#### RECORDED INFORMATION:
= = = = = = =
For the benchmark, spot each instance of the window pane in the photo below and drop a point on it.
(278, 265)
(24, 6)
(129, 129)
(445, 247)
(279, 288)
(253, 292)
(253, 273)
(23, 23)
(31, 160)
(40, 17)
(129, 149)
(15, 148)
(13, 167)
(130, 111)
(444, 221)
= = = = = = =
#### DIRECTIONS:
Show every line of the records that contains the word "benchmark", matching case exactly.

#### EXPECTED ANSWER:
For the benchmark, spot each instance of the window pane in the photo below and drop a point on it.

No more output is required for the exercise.